- TEXT EXTRACT -
Feb 02, 2020
After a year of campaigning, the first votes are about to be cast in the 2020 presidential primaries. While Donald Trump has an apparent lock on the Republican nomination, Democrats have a wide open contest. Of the dozen remaining candidates, polls suggest that none will receive even 30% of the vote in the early states.
Unfortunately, the combination of a chaotic and incoherent primary schedule and antiquated voting rules makes winning as much the product of dumb luck as anything relating to the quality of candidates and their ability to unify voters. The White House and American governance are on the line, but our parties and policymakers keep dropping the ball. Let's hope they get it right by 2024.
The most obvious flaw is the dominant role that Iowa and New Hampshire play by voting first. Dating back decades, this schedule favors candidates based on geographic accidents, such as Massachusetts politicians Michael Dukakis, John Kerry and Mitt Romney getting propelled to their party's nomination by wins in neighboring New Hampshire.
It gets worse. Ballotpedia reports that the remaining Democratic candidates collectively held nearly 700 campaign events in those two states alone in 2019. While having an intense vetting process is valuable, states have different priorities, and all but four states have more racially and ethnically diverse electorates than Iowa and New Hampshire.

- GOAL 1 -
List every person named in the text on the 2020 primaries.

- PROVIDED RECORDS -

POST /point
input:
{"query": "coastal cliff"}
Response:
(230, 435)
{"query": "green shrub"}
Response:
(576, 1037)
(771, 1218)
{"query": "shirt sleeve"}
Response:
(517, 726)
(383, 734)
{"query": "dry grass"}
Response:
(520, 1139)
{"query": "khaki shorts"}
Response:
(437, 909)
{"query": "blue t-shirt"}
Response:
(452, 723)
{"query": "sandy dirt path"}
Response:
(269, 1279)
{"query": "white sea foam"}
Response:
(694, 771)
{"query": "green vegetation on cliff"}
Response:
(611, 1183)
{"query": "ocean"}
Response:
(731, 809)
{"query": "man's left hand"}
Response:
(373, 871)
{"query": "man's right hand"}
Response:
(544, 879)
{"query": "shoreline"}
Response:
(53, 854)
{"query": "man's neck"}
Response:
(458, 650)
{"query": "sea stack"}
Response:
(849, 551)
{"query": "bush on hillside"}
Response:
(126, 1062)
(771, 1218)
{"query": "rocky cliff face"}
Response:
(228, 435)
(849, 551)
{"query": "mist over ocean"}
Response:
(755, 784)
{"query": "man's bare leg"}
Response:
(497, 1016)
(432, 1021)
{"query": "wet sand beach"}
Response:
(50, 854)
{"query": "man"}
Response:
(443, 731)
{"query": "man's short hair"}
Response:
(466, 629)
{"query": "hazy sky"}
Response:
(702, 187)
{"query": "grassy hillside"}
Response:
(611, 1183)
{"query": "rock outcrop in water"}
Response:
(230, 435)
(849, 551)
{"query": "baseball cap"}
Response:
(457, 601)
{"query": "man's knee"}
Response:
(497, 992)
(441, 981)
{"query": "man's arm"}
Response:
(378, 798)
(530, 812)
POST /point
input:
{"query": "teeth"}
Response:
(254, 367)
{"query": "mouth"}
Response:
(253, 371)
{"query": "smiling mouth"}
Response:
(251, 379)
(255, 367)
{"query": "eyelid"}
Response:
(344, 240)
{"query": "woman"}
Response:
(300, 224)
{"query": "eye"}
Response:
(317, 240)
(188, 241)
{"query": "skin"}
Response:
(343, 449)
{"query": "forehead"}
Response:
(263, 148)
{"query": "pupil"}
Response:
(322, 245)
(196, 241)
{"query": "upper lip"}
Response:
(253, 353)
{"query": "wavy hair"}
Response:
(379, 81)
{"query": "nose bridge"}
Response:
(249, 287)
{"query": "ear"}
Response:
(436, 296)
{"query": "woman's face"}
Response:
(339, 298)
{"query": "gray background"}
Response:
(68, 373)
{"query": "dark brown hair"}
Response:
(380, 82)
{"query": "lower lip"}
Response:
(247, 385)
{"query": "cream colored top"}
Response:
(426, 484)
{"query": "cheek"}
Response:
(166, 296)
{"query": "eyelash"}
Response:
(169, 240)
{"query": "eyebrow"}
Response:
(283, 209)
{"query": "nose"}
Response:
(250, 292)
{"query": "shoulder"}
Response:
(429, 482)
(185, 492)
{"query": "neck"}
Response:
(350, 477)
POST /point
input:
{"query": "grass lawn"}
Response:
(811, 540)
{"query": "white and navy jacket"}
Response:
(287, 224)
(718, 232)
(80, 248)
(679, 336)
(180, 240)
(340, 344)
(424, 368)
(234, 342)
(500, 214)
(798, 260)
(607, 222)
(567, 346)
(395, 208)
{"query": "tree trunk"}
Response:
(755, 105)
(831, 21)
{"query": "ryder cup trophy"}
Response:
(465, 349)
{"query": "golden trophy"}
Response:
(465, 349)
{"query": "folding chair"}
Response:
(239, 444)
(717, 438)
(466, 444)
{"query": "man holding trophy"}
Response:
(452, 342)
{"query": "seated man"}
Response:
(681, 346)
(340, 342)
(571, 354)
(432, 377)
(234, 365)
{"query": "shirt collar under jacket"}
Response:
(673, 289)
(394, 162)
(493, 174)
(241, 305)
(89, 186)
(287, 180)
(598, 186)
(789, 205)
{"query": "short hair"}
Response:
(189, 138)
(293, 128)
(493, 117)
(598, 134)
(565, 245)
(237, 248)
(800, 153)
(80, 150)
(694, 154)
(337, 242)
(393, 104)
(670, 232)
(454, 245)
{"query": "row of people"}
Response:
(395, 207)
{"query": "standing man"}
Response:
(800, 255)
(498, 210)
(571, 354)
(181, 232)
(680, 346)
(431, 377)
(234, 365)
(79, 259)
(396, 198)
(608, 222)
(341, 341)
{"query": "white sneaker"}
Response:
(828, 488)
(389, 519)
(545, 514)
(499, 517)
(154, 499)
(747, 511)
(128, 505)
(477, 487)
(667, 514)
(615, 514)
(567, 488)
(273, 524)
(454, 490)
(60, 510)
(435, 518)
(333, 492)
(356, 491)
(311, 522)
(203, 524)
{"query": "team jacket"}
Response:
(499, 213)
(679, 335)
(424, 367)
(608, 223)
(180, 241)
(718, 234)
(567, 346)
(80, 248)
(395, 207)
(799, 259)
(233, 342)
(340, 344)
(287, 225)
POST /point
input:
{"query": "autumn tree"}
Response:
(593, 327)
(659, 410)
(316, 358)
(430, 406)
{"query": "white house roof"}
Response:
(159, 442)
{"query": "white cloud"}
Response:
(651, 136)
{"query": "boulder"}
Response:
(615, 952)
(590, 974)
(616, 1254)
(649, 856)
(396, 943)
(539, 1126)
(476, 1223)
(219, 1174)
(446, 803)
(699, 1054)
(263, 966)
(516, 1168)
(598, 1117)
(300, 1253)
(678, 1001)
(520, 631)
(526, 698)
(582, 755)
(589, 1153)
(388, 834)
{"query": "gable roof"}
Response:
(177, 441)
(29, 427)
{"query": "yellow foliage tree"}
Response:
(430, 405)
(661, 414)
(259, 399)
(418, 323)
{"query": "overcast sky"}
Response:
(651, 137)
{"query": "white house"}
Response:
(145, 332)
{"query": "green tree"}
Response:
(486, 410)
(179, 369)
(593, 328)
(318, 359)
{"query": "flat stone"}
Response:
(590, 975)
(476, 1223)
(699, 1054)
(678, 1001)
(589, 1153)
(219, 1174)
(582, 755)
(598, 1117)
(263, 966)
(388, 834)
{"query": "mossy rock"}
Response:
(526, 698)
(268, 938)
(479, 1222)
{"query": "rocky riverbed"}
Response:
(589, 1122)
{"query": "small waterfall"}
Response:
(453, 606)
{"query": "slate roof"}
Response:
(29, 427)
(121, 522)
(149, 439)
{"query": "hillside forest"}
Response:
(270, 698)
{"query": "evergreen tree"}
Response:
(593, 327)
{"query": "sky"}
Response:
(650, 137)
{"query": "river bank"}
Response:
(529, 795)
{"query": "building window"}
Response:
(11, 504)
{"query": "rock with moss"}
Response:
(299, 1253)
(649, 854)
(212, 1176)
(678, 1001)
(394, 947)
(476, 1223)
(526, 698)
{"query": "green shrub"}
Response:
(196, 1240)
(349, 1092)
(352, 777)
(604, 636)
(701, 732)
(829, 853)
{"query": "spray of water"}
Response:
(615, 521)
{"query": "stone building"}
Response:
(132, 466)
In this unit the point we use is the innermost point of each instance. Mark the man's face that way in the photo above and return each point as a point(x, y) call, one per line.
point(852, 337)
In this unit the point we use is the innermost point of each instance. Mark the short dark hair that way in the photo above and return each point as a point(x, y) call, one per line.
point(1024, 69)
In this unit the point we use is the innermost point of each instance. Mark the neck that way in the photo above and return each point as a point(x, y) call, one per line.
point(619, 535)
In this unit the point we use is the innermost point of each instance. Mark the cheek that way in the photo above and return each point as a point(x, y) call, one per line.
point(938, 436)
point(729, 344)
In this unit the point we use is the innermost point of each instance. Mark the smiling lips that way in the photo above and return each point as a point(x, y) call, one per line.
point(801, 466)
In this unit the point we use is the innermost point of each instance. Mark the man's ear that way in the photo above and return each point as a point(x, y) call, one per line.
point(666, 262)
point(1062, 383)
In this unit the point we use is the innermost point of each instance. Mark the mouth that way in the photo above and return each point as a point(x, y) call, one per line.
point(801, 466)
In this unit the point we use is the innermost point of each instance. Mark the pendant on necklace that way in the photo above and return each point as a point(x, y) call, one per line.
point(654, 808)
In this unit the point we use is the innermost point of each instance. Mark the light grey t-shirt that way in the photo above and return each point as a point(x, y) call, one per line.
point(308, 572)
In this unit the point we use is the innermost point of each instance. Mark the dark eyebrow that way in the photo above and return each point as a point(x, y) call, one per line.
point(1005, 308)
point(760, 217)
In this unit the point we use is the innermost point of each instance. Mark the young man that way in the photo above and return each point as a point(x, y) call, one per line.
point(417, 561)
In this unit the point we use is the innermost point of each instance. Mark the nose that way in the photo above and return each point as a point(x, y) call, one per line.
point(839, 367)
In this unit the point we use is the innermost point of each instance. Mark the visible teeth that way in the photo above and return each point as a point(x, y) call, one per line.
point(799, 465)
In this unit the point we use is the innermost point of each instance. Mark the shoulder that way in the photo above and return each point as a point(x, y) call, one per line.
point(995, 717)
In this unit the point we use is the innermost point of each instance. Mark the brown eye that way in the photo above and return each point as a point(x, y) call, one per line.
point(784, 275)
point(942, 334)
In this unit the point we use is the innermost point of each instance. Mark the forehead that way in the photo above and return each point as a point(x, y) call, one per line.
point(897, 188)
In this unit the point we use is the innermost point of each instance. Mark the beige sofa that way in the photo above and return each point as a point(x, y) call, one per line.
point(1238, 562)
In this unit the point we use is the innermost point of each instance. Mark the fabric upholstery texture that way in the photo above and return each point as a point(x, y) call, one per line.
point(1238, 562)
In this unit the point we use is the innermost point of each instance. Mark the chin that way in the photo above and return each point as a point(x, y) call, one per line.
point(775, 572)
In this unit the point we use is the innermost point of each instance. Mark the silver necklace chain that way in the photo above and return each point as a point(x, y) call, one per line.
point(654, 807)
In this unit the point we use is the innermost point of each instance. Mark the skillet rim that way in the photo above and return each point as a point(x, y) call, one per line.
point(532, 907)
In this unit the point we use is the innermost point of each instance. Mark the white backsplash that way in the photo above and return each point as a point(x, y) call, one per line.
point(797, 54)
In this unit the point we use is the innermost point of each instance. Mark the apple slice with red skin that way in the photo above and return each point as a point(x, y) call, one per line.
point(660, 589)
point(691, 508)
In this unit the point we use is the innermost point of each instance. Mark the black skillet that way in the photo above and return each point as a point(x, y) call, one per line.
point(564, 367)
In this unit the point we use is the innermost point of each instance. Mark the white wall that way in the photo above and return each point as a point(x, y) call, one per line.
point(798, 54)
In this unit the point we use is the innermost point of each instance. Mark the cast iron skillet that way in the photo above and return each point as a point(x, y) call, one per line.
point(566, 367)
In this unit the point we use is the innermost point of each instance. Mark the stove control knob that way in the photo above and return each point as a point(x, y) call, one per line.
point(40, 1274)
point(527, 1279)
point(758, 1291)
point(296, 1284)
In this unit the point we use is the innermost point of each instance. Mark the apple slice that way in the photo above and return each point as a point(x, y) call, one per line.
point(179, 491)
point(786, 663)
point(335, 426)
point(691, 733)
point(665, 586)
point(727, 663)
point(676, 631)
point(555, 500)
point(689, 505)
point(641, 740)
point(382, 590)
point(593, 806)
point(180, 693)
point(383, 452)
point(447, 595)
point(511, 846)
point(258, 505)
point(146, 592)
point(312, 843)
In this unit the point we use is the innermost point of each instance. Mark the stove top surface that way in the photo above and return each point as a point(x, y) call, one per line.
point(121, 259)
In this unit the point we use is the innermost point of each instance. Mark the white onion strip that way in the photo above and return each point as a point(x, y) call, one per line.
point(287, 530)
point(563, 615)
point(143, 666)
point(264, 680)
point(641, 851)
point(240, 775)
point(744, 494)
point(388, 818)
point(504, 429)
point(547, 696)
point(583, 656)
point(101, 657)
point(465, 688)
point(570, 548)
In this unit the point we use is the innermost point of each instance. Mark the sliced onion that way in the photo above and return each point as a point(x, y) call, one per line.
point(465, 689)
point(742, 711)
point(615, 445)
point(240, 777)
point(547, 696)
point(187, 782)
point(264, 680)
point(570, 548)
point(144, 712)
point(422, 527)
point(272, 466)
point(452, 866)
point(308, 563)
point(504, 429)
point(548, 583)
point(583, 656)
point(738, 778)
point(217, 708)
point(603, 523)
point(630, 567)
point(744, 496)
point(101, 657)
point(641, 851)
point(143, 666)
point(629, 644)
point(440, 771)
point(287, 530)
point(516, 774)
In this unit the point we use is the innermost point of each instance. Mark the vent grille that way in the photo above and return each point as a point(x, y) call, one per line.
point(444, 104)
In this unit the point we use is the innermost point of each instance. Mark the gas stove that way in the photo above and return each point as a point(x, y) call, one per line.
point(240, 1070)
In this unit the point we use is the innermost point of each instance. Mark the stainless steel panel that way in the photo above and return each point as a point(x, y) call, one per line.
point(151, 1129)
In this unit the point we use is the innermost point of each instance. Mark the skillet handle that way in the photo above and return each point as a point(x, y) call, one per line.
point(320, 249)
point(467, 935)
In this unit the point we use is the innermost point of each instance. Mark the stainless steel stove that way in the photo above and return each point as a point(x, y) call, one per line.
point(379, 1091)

- GOAL 2 -
Report each line of the entries that contains the string "jacket", copying every such line in full. Case counts.

- COMPLETE OUTPUT 1 -
Donald Trump, Michael Dukakis, John Kerry, Mitt Romney

- COMPLETE OUTPUT 2 -
{"query": "white and navy jacket"}
{"query": "shirt collar under jacket"}
{"query": "team jacket"}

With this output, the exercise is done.